***** Extracted entries *****
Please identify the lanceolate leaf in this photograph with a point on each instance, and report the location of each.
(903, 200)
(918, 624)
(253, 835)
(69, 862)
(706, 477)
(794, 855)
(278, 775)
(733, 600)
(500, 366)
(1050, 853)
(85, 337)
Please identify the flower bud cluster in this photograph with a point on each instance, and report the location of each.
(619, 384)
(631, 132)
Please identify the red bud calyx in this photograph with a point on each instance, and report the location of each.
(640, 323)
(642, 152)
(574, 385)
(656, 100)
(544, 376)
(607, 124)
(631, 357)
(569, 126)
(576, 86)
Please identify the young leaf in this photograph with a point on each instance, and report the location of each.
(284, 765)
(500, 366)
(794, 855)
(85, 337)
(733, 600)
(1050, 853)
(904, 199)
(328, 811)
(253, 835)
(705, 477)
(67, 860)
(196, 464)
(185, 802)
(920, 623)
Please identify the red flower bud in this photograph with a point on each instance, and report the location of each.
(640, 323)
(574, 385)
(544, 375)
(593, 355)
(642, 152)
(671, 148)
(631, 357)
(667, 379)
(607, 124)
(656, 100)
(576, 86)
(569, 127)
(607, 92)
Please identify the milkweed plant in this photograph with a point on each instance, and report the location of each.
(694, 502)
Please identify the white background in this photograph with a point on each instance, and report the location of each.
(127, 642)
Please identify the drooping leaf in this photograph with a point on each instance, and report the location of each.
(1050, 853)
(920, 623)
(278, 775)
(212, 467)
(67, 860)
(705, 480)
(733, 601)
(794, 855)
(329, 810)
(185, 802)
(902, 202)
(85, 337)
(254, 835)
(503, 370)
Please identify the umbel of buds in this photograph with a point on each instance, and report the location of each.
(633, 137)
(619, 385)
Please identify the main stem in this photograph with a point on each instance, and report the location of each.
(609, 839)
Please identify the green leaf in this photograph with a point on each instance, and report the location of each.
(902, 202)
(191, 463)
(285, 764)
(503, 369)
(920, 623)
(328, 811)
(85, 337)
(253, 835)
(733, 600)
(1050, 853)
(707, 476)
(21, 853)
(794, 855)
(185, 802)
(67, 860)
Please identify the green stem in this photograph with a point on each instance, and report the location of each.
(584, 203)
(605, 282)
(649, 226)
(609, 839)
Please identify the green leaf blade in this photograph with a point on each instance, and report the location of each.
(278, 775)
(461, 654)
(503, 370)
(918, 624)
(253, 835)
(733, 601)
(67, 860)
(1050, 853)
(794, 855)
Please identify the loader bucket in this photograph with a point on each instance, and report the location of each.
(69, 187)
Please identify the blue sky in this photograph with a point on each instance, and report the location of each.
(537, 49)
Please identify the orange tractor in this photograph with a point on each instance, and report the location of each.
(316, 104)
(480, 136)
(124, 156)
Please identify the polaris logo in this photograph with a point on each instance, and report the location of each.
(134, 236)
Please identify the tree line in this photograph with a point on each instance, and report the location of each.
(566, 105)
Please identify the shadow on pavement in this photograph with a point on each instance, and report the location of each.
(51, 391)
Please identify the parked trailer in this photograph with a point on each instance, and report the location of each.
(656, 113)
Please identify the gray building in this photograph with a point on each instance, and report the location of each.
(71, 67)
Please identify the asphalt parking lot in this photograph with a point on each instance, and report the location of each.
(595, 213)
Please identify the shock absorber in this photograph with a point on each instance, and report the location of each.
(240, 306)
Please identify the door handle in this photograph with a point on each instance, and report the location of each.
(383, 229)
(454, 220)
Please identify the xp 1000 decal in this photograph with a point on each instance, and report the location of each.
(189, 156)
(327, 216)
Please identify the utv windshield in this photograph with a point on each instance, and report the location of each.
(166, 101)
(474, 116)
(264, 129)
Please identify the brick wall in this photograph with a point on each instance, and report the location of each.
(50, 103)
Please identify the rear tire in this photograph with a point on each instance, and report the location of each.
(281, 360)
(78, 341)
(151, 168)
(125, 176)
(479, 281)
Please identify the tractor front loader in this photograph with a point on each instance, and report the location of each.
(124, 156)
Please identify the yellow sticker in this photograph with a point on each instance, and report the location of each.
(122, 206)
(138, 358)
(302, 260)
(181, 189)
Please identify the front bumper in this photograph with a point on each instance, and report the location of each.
*****
What you are asked to do: Reproduce each entry exactly, with nothing missing.

Solved exercise:
Please identify the lanceolate leaf in this photograph with a point on each instance, and report the location of each.
(903, 200)
(918, 624)
(253, 835)
(69, 862)
(706, 477)
(794, 855)
(278, 775)
(733, 600)
(500, 366)
(1050, 853)
(85, 337)
Please identify the flower bud cluster in this photograph with a point on each instance, and report the location of each.
(619, 384)
(631, 132)
Please identify the red bud calyx in this photograph with a point on each instance, and report the location of each.
(640, 323)
(642, 152)
(574, 385)
(656, 100)
(544, 376)
(607, 124)
(631, 357)
(569, 126)
(576, 86)
Please identify the young leaf in this photograph with a point on each instance, and report the location of each.
(284, 765)
(500, 366)
(794, 855)
(85, 337)
(733, 600)
(1050, 853)
(904, 199)
(328, 811)
(253, 835)
(705, 477)
(67, 860)
(196, 464)
(185, 802)
(920, 623)
Please identify the red flower bud in this photograph with a point on each instance, and report the location of each.
(640, 323)
(574, 385)
(544, 375)
(593, 355)
(642, 152)
(671, 148)
(631, 357)
(667, 379)
(607, 124)
(656, 100)
(576, 86)
(569, 127)
(607, 92)
Please identify the milkweed plant in this photograph with a point on each instance, and report the location of each.
(694, 502)
Please identify the white background in this photograph with a point on each instance, and report the location of each.
(127, 642)
Please identify the drooping leaf in this photograph with a point on each instance, and report the location of each.
(1050, 853)
(920, 623)
(278, 775)
(212, 467)
(67, 860)
(705, 480)
(733, 601)
(794, 855)
(329, 810)
(185, 802)
(902, 202)
(85, 337)
(254, 835)
(503, 370)
Please identify the umbel of buds in this photograph with a point on each instance, and report the location of each.
(633, 137)
(619, 385)
Please identify the main stem in this photograph with a point on each instance, and report the location of each.
(609, 839)
Please identify the green leaf in this photograph with a point on each instance, and report the location of each.
(902, 202)
(191, 463)
(285, 764)
(503, 369)
(920, 623)
(328, 811)
(85, 337)
(253, 835)
(733, 600)
(1050, 853)
(707, 476)
(21, 853)
(794, 855)
(185, 802)
(67, 860)
Please identify the green stem in this photograph with a point on each instance, and report the location of each.
(584, 203)
(605, 282)
(649, 226)
(609, 839)
Please identify the green leaf blade in this photograph with a point on each instance, and report the location of each.
(278, 775)
(461, 654)
(503, 370)
(918, 624)
(253, 835)
(733, 601)
(67, 860)
(1050, 853)
(794, 855)
Please identify the loader bucket in this photograph with a point on each instance, and report the location of each.
(69, 187)
Please identify the blue sky in this photograph with a point on each instance, and report the location of each.
(537, 49)
Please identify the orange tractor in this photograph with a point on each instance, and report the location of each.
(316, 104)
(480, 136)
(124, 156)
Please identify the polaris logo in this photograph with a point on each instance, and report the location of each.
(134, 236)
Please identify the tree line in this photograph with a point on each instance, and report the location of each.
(566, 105)
Please identify the shadow on pavement in this photograph with a point on each instance, and report the location of each.
(51, 391)
Please identify the parked trailer in this photograph with a point on each instance, and report the location of each.
(656, 113)
Please identify the gray building in this photograph with a point on each instance, and report the location of each.
(71, 67)
Please identify the asphalt parking lot in this photograph with a point on each instance, and report the location of each.
(595, 213)
Please identify the shock absorber in this photograph with a point on each instance, and report the location of each.
(240, 306)
Please identify the door handle in this photograph with a point on each instance, and report the location of each.
(383, 229)
(454, 220)
Please identify the xp 1000 decal in this photograph with a point on each instance, and report the location of each.
(189, 156)
(327, 216)
Please identify the utv windshield in this photograph with a point on each instance, and report the location of each.
(166, 101)
(474, 116)
(264, 129)
Please identify the brick wall in this photograph with a point on each instance, and report the location of each.
(50, 103)
Please identify the rear tire in this photograph with a point on each instance, and report the location of each.
(281, 360)
(78, 341)
(151, 168)
(125, 176)
(479, 281)
Please identify the tractor front loader in this photograph with a point on each instance, and report the location of each.
(124, 156)
Please identify the yellow sticker in this photograph with a point on each instance, and report the location of each.
(122, 206)
(138, 358)
(302, 260)
(181, 189)
Please identify the front bumper in this photograph with a point on each instance, and report the location of each.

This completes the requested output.